DIRECTIONS
**1)** In the BlockFi bankruptcy article below, how much cash did the company report having on hand?
**2)** Condense the paragraph of the BlockFi bankruptcy article below that begins "The petition, filed in New Jersey" into a short bulleted list of its main facts.

EXCERPT PROVIDED
BlockFi Inc. filed for bankruptcy, the latest crypto firm to collapse in the wake of crypto exchange FTX’s rapid downfall.
BlockFi said in a statement Monday that it will use the Chapter 11 process to “focus on recovering all obligations owed to BlockFi by its counterparties, including FTX and associated corporate entities,” adding that recoveries are likely to be delayed by FTX’s own bankruptcy. Chapter 11 bankruptcy allows a company to continue operating while working out a plan to repay creditors.
The petition, filed in New Jersey, lists BlockFi’s assets and liabilities at between $1 billion and $10 billion each. The company said in the statement that it had around $257 million of cash on hand, and is starting an “internal plan to considerably reduce expenses, including labor costs.”
Citing “a lack of clarity” over the status of bankrupt FTX and Alameda Research, the Jersey City, New Jersey-based company earlier halted withdrawals and said it was exploring “all options” with outside advisers.

Named-object pointing records
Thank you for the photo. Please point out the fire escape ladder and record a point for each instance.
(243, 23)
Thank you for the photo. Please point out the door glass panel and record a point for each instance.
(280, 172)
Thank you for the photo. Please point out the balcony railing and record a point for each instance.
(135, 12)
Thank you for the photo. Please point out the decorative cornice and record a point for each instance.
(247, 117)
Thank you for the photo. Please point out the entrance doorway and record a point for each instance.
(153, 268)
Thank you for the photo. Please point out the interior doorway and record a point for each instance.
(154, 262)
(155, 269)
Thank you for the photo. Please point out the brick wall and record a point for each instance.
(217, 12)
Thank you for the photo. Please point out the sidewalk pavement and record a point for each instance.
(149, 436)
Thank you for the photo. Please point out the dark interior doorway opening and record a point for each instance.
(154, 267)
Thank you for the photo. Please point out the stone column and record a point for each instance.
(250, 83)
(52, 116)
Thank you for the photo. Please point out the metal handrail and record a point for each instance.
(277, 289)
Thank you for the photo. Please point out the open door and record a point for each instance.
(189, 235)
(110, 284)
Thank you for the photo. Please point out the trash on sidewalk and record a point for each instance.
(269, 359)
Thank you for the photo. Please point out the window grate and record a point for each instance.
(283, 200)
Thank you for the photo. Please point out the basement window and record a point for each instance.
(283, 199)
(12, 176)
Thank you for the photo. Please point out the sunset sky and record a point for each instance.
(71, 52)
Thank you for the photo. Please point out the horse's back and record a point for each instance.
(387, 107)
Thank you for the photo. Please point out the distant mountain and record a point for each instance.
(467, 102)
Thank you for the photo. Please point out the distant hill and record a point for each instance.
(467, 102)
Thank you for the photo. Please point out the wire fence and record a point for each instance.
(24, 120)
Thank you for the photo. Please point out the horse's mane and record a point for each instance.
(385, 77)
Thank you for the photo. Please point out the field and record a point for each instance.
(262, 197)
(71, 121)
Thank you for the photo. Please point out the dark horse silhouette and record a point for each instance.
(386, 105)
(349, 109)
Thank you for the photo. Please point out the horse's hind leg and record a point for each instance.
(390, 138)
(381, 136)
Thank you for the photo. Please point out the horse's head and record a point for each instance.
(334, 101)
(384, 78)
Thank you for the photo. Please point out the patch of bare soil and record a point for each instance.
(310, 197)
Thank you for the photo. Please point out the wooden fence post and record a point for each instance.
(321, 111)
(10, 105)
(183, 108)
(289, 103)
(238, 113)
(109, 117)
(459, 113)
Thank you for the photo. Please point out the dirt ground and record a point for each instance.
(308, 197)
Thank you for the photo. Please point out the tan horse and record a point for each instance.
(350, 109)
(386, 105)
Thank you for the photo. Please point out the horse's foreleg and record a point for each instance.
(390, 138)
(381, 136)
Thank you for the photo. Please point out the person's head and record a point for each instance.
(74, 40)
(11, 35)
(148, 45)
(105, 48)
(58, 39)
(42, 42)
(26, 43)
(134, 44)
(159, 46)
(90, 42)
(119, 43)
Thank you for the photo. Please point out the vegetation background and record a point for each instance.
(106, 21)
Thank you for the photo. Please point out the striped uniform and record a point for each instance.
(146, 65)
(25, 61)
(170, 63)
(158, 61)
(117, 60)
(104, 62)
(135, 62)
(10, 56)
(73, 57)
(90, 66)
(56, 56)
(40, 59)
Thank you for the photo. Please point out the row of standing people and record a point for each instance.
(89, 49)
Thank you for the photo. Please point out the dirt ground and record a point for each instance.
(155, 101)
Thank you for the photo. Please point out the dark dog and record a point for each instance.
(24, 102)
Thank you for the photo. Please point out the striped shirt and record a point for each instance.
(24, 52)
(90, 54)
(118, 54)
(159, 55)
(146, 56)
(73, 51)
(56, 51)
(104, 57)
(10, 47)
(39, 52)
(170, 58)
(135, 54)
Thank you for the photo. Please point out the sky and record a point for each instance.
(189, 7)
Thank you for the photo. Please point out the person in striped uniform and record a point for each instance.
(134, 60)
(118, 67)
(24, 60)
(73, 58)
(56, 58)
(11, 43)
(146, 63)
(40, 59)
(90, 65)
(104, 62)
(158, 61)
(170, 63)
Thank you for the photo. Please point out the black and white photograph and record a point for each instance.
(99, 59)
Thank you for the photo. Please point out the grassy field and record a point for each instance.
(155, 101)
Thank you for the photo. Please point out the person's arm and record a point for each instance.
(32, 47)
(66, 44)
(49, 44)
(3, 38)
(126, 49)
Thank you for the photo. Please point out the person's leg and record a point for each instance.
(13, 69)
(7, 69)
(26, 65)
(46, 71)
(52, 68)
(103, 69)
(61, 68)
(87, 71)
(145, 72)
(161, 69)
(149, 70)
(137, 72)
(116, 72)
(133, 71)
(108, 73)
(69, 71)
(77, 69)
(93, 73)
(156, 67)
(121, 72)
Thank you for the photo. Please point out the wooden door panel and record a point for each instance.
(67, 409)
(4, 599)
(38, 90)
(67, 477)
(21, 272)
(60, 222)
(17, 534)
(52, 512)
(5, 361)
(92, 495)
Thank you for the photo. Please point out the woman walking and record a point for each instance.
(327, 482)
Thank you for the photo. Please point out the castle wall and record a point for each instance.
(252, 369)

CORRECT ANSWERS
**1)** Around $257 million.

**2)**
- The petition was filed in New Jersey.
- It lists BlockFi's assets and liabilities at between $1 billion and $10 billion each.
- BlockFi reported around $257 million of cash on hand.
- The company is starting an internal plan to considerably reduce expenses, including labor costs.